-- Что сделать --
Скопируйте без изменений фрагмент текста о переводе поэзии, начиная со слов «Над морем кричит» и заканчивая словами «пишут, как у нас.».

-- Текст упражнения --
Чтобы ответить на этот вопрос, надо решить: а для чего вообще делаются переводы?
– Как для чего? – удивится читатель. – Переводчики, по выражению Пушкина, это почтовые лошади просвещения. Вот они и просвещают нас относительно того, что пишут на других языках.
– А если, – спрошу я, – на других языках не пишется ничего стоящего и интересного, переводчику и тогда стоит переводить новых авторов, тратя свое и читательское время на явную труху или банальность?
По-видимому, нет.
Как-то на встрече переводчиков в Белграде я дал определение нашему занятию:
переводчик – это охотник, который должен высмотреть дичь на сопредельной территории. А далее добыть ее, доставить на свою территорию и уже здесь разделать и вкусно приготовить.
Но какую же именно дичь имеет смысл доставлять к нам?
Начнем с того, что поэзия (как и искусство вообще) – один из способов познания мира. Наряду с наукой. Только в отличие от науки искусство имеет дело с эмоциями. Поэтому, если то или иное произведение не затрагивает ваши эмоции, значит, к искусству оно, по крайней мере для вас, не имеет никакого отношения.
С этой способностью воздействовать на наши эмоции тесно связан, пожалуй, главный признак искусства. Как и в науке, в искусстве имеет смысл только новое.
Об этом прямо сказал Борис Пастернак: «Талант всегда нов».
Отсюда непреложно следует: что не ново – не талантливо. А значит, к искусству не имеет отношения.
Опять сравним искусство с наукой. Каждое настоящее произведение искусства – это своего рода открытие, создание того, чего не было раньше.
Простой пример: известное хайку японца Мацуо Басё (1644–1694):
Смерклось над морем,
белеет едва
крик дикой утки.
Открытие здесь в том, что звук воспринимается как цвет. Впоследствии оно неоднократно было использовано другими авторами.
Представим, однако, что переводчик не разглядел эту новизну и перевел так:
Смерклось.
Над морем кричит
белая дикая утка.
Многочисленные читатели восхищались бы глубиной восточной поэзии, но открытие не стало бы известно за пределами Японии, не было бы воспринято поэзией на других языках, что затормозило бы ее развитие.
Как известно, мы можем воспринять только то, что уже знаем. Так каким же образом новое проникнет из другого языка в наш? Очень часто оно и не проникает. Переводчик выбрасывает из авторского текста все оригинальное – не замечая его или считая, что «это не поэзия», – и заменяет поэтическими банальностями. При этом читатель удовлетворенно отмечает: ну вот, везде пишут, как у нас.
Так как же разглядеть и перетащить к нам эту новизну?

-- Исходные данные --
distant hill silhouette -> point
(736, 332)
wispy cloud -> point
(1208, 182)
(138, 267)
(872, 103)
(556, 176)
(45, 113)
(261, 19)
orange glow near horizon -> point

-- Итог выполнения --
Над морем кричит
белая дикая утка.
Многочисленные читатели восхищались бы глубиной восточной поэзии, но открытие не стало бы известно за пределами Японии, не было бы воспринято поэзией на других языках, что затормозило бы ее развитие.
Как известно, мы можем воспринять только то, что уже знаем. Так каким же образом новое проникнет из другого языка в наш? Очень часто оно и не проникает. Переводчик выбрасывает из авторского текста все оригинальное – не замечая его или считая, что «это не поэзия», – и заменяет поэтическими банальностями. При этом читатель удовлетворенно отмечает: ну вот, везде пишут, как у нас.